Es milenario el uso de sustancias que alteran nuestro estado mental y, aunque parezca increíble, ni siquiera somos la única especie que consume sustancias que producen alteraciones mentales. Pensar un mundo sin drogas es una irrealidad.
Thomas Szasz, en Nuestro derecho a las drogas (1992), propone algunas nociones nucleares respecto a las drogas y la libertad. Con base en ello, debe subrayarse lo siguiente: tenemos derecho a las drogas. Con esto no estoy diciendo que haya que consumirlas. No es necesario hacer una apología de las drogas para expresar que tenemos derecho a las drogas, como no es necesario hacer una apología al consumo de hamburguesas para decir que tenemos derecho a comer hamburguesas.
Szasz plantea muy concretamente que, en realidad, la prohibición de las drogas se trata menos de salud que de una cuestión ética, y que, a la vez, esta última está profundamente vinculada a una cuestión estética. Las comunidades chinas eran mal vistas en San Francisco, así que se prohibía el consumo de opio por estar vinculado a esta comunidad. El peyote se vinculaba a los mexicanos y, por lo tanto, también era mal visto, dice Szasz. Se trata de sancionar y de reprimir lo que nos resulta extraño o una amenaza a la cultura propia. Siempre hemos tenido una tendencia a restringir el consumo de lo distinto. Por supuesto ya no tenemos ningún problema con que la gente altere voluntariamente su estado mental a través del whisky o de otras sustancias como, por ejemplo, el café.
Se evidencia que aquí hay una cuestión moral, ética y estética muy fuerte que ha hecho que las políticas respecto a las drogas hayan sido totalmente erradas desde el punto de vista ya no sólo de la libertad, sino también desde el punto de vista de cuestiones de eficiencia. Las políticas respecto a las drogas han sido ineficientes y esto hay que subrayarlo una y otra vez.
En el debate sobre drogas y libertad los prohibicionistas tienen que hacer desaparecer un espécimen de consumidor, que es el mayoritario. ¿Cuál es ese consumidor? El consumidor no adicto. Este tipo de consumidor no entra en el esquema mental de un prohibicionista, para quien un consumidor tiene que ser o bien un redomado adicto o bien un consumidor a punto de convertirse en adicto. No existe el consumo responsable y recreativo. El reconocimiento de este tipo de consumidor —de nuevo, el mayoritario— conlleva que el prohibicionista se vea obligado a revisar sus premisas. Entre ellas, la pregunta ya no sería tanto de cómo es la elasticidad-precio en el mercado de las drogas o en cuánto se incrementará o caerá la demanda, sino si la demanda que se va a incrementar es la de adictos o la de consumidores responsables.

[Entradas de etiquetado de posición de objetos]

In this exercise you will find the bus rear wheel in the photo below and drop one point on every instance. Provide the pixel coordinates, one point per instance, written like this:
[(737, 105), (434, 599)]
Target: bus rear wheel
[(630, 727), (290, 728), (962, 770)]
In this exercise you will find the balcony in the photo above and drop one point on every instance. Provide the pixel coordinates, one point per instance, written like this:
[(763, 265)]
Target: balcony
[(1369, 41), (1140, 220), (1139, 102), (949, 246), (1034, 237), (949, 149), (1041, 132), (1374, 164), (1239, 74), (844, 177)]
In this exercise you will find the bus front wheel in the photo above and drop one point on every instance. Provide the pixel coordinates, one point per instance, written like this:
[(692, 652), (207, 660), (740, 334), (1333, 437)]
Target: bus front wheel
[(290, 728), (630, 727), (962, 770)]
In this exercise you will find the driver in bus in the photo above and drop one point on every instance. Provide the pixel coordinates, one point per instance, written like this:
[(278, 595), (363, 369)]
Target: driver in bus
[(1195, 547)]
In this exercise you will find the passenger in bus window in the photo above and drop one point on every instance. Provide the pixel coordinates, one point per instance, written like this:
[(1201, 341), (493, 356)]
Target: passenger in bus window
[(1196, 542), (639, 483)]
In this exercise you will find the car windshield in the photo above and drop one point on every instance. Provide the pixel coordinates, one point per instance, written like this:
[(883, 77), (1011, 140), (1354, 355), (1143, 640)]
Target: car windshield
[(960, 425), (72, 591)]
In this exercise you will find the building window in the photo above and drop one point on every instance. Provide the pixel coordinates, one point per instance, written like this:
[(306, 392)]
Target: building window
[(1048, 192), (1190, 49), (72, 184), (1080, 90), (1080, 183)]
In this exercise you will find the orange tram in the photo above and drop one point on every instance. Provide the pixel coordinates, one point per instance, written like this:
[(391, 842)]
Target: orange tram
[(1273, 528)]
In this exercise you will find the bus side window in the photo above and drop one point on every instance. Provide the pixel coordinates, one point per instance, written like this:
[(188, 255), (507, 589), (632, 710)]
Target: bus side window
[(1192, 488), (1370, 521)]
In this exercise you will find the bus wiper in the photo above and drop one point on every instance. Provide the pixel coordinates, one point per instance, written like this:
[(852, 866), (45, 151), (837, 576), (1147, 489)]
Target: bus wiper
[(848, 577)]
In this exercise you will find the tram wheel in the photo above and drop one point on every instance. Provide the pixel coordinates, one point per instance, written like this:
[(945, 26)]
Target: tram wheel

## EJERCICIOS
1 – Copia el fragmento del texto sobre las drogas y la libertad que comienza en "Thomas Szasz, en" y sigue hasta "a comer hamburguesas.", y sustituye "hamburguesas" por "pizzas".
2 – Responde a estas preguntas a partir del texto sobre las drogas y la libertad.
(a) ¿En qué año aparece la obra Nuestro derecho a las drogas?
(b) ¿A qué grupo se vinculaba el peyote?
(c) ¿Qué tipo de consumidor es el mayoritario?
3 – Prolonga el texto sobre las drogas y la libertad a partir de su última oración.

## RESPUESTAS FINALES
1 –
Thomas Szasz, en Nuestro derecho a las drogas (1992), propone algunas nociones nucleares respecto a las drogas y la libertad. Con base en ello, debe subrayarse lo siguiente: tenemos derecho a las drogas. Con esto no estoy diciendo que haya que consumirlas. No es necesario hacer una apología de las drogas para expresar que tenemos derecho a las drogas, como no es necesario hacer una apología al consumo de pizzas para decir que tenemos derecho a comer pizzas.

2 –
(a) En 1992.
(b) A los mexicanos.
(c) El consumidor no adicto.

3 –
Pero los consumidores responsables no deberían ser una preocupación. El problema, si lo queremos llevar a un terreno de política pública o de argumentos utilitaristas, son los consumidores adictos, a quienes, de paso, las prohibiciones no han ayudado demasiado tampoco. Pero claro, para el prohibicionista todo consumidor es un adicto. Por ende, más honesto sería que el prohibicionista reconozca que su problema no es de cálculo utilitario, sino de índole moral. Su postura sería más o menos la siguiente: «No me gusta que se consuman drogas que no me parece bien consumir. Sin importar las consecuencias, deben prohibirse las drogas cuyo consumo me parece inmoral». Éste sería un debate más sincero.
Por el lado de la oferta, sabemos que los narcotraficantes tienen un armamento pesado (incluso más pesado que el que tiene el propio Estado) y tecnología de punta. Todo ese equipamiento cuesta mucho dinero y todo ese dinero proviene del enorme precio que tiene el producto gracias al mercado negro. Un trabajo de Jorge Castañeda Gutman que se titula El narco: la guerra fallida (2009) muestra cómo el precio de la cocaína aumenta exponencialmente conforme se acerca al destino final. Por ejemplo, el autor plantea que un kilo de cocaína pura en Colombia salía, en el momento de la publicación del libro, aproximadamente por 1.600 dólares. Al llegar a Panamá ya valía 2.500 dólares. En México, en la frontera, salía por 13.000 dólares, 20.000 dólares al llegar a Estados Unidos y 100.000 dólares cuando llegaba a la calle de las principales ciudades de Estados Unidos (Nueva York y Los Ángeles, entre otras).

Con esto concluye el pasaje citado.